(Objective) Retype the lines starting at the line containing "the bridge tower" and ending at the line containing "x=115, y=34", both included, with no changes.

(Record extracts)
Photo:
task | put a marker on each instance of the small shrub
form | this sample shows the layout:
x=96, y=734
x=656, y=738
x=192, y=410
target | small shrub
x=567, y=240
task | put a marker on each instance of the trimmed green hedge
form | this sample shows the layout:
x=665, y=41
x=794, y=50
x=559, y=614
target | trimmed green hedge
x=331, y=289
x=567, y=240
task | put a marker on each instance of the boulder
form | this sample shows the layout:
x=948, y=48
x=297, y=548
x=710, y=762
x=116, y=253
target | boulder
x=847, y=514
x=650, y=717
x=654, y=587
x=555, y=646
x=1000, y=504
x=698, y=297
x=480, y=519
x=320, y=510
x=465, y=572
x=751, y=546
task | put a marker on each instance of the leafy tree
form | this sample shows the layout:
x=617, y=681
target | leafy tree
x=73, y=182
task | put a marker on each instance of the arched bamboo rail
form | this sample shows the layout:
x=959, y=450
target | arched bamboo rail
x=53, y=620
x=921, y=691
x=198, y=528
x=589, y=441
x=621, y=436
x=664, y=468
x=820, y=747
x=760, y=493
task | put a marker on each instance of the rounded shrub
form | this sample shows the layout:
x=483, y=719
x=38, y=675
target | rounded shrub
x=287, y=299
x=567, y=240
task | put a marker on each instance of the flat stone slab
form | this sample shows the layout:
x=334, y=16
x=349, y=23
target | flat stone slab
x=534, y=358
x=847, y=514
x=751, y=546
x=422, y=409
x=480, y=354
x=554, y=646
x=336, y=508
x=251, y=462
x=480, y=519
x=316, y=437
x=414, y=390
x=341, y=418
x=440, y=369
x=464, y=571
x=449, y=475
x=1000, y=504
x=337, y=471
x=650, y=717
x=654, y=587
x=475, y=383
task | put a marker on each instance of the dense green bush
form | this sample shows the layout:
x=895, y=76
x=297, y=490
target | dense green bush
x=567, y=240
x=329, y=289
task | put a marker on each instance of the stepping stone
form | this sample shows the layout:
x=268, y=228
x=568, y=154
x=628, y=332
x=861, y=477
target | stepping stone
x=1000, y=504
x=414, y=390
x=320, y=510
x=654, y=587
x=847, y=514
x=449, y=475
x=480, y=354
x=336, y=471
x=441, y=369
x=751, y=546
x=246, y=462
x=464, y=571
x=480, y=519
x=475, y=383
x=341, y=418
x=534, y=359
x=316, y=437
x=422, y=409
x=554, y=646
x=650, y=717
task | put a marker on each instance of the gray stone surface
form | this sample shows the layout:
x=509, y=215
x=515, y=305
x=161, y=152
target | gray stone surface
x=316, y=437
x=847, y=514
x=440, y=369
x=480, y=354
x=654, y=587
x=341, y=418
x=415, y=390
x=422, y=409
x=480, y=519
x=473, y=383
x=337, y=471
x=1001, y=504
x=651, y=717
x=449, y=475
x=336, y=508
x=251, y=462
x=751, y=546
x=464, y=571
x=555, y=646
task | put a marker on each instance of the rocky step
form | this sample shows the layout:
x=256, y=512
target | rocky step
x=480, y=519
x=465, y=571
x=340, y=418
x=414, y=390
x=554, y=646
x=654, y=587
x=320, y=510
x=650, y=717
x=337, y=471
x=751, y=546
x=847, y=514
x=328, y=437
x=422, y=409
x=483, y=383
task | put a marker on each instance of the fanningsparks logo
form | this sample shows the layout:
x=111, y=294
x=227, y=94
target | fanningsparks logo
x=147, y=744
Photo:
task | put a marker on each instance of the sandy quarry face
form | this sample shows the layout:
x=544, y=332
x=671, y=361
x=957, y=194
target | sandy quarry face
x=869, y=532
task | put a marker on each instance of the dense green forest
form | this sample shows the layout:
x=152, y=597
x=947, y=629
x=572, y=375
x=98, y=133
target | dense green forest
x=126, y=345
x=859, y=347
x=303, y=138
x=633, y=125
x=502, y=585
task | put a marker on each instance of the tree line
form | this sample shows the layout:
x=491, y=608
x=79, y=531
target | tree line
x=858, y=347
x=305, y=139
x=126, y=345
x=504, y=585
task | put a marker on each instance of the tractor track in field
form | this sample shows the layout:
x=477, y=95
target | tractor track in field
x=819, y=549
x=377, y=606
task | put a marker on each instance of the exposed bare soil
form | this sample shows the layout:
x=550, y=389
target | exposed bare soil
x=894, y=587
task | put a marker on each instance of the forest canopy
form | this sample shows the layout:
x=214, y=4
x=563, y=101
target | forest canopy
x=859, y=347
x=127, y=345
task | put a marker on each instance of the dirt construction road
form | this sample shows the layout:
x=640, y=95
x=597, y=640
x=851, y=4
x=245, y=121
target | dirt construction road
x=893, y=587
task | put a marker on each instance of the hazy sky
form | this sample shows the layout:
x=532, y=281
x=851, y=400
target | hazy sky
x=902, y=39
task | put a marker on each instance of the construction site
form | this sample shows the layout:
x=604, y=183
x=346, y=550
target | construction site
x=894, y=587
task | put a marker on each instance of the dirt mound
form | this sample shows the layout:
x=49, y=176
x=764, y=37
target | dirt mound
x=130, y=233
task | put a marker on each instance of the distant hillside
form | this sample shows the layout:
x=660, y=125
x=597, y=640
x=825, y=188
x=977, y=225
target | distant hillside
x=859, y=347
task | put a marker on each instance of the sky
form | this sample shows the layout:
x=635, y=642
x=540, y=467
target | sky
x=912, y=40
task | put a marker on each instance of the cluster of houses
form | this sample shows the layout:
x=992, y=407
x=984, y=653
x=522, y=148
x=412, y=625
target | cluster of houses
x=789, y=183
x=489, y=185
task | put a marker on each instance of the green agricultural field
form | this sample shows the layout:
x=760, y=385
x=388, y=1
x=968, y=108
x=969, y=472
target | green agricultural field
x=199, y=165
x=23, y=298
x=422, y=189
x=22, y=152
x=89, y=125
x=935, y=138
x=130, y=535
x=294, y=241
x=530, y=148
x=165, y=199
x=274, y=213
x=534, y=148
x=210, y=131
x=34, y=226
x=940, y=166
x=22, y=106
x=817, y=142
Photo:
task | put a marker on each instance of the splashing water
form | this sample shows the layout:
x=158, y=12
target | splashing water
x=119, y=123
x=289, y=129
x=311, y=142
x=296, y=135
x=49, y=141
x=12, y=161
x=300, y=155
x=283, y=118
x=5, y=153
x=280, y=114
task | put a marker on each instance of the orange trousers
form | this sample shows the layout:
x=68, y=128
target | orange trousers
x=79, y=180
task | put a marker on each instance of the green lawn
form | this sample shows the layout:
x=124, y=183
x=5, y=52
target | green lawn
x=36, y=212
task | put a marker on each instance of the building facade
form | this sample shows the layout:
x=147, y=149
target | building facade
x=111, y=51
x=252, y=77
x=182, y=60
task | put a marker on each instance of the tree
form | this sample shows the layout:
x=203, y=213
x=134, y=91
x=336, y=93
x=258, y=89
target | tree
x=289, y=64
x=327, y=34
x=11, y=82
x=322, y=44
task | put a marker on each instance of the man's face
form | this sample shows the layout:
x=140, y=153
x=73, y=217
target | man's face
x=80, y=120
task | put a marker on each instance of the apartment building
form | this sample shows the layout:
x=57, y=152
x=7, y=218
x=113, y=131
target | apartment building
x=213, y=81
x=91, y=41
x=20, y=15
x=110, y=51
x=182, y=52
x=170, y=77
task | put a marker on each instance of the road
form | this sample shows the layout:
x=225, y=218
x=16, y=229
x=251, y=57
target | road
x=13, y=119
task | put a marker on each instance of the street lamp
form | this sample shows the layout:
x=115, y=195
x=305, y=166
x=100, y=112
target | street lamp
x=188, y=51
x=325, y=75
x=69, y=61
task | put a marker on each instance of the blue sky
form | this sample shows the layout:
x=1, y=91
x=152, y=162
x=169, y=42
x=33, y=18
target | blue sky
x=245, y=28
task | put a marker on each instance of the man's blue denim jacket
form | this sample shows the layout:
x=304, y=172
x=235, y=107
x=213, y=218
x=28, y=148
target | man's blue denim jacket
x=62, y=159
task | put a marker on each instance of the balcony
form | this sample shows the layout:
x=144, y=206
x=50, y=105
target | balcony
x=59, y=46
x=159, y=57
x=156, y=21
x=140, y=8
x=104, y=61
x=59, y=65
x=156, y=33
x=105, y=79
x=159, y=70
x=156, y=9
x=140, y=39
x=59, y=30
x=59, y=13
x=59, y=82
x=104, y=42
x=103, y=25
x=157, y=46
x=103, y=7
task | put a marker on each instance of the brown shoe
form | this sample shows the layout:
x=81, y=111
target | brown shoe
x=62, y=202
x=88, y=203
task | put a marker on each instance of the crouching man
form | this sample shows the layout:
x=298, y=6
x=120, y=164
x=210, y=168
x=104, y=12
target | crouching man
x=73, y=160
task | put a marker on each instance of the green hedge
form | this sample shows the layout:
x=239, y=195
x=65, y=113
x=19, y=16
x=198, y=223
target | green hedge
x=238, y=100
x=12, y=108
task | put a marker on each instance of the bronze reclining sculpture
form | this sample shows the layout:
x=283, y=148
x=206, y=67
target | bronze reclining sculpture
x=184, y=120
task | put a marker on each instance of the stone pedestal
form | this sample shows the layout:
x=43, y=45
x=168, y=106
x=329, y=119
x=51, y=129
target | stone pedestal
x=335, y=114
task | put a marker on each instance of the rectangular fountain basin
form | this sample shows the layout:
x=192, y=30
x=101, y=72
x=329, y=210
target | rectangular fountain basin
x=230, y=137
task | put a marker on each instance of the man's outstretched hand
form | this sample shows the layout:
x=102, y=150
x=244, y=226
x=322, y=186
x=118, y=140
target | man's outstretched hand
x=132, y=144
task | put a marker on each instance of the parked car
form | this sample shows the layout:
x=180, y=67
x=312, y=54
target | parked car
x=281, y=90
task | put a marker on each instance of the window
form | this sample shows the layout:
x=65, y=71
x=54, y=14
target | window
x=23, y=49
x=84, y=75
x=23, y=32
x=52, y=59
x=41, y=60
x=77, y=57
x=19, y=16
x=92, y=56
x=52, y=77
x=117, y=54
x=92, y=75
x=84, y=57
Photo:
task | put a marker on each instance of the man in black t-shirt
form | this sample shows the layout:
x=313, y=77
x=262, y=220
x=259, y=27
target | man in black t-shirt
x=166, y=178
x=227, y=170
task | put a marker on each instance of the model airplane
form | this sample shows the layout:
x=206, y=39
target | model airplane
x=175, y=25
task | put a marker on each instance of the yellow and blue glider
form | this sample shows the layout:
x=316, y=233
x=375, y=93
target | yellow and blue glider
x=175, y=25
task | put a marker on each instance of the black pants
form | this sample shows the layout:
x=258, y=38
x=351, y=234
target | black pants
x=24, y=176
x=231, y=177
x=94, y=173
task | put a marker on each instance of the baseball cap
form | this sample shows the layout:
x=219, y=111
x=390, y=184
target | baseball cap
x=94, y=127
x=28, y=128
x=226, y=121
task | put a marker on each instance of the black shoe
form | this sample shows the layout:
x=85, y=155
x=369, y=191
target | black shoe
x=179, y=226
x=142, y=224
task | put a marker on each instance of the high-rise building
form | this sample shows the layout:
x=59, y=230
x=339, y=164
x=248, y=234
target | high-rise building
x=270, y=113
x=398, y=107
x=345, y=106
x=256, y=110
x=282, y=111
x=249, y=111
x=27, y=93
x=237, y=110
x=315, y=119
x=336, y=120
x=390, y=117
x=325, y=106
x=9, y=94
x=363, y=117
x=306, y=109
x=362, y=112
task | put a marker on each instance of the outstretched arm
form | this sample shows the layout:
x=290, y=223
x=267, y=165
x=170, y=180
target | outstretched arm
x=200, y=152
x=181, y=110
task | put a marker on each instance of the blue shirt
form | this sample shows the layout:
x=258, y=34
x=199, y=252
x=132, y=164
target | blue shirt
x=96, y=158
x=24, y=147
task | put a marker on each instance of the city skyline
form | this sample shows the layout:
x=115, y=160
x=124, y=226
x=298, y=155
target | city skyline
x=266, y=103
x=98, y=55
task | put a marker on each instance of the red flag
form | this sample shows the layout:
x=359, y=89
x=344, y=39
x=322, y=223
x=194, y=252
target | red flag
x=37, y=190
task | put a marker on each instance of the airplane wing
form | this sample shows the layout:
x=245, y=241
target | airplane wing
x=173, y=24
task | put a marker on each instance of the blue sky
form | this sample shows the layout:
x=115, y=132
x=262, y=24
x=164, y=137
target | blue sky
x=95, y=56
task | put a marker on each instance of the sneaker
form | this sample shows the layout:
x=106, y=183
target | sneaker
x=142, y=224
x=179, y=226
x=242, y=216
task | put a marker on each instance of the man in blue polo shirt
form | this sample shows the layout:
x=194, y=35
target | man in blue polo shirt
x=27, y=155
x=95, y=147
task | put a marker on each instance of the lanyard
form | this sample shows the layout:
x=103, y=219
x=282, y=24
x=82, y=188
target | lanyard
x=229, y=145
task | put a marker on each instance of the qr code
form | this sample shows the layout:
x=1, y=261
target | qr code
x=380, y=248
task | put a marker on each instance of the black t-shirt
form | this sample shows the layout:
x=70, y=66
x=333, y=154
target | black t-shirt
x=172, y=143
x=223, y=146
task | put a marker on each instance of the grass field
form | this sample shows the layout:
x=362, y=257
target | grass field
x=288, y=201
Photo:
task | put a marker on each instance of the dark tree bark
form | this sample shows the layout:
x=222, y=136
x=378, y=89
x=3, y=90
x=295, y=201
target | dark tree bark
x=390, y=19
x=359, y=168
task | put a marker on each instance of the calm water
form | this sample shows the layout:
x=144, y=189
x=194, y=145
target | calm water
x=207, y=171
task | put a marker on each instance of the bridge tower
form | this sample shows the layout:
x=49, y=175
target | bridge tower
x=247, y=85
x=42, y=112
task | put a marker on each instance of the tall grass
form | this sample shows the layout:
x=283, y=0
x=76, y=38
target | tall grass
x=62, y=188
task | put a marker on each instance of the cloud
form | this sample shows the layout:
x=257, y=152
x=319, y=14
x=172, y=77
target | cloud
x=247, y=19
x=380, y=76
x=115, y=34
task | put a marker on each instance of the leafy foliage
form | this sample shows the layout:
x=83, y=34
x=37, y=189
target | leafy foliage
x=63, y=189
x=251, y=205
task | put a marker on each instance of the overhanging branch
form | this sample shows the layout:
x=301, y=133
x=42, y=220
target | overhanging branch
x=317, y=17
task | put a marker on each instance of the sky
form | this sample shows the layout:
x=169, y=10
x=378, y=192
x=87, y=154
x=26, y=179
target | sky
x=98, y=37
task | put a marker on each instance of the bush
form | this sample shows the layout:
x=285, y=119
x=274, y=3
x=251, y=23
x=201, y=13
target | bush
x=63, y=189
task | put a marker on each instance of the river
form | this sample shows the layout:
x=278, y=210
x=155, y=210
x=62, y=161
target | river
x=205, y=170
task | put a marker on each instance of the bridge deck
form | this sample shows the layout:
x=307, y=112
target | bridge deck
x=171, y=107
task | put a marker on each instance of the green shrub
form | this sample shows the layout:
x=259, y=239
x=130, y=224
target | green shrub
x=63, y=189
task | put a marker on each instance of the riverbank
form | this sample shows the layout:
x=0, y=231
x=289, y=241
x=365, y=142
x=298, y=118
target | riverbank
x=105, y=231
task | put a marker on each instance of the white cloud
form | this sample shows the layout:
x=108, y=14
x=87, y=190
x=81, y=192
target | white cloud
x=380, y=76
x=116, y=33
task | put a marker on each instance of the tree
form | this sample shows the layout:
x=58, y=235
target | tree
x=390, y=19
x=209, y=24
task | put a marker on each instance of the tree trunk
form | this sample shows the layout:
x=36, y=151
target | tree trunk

(Solution below)
task | put a marker on each instance of the bridge tower
form | this sample shows the layout:
x=49, y=175
target | bridge tower
x=247, y=85
x=42, y=112
task | put a marker on each instance of the tall grass
form | this sample shows the layout:
x=283, y=0
x=76, y=38
target | tall grass
x=62, y=188
task | put a marker on each instance of the cloud
form | this sample shows the layout:
x=257, y=152
x=319, y=14
x=172, y=77
target | cloud
x=247, y=19
x=380, y=76
x=115, y=34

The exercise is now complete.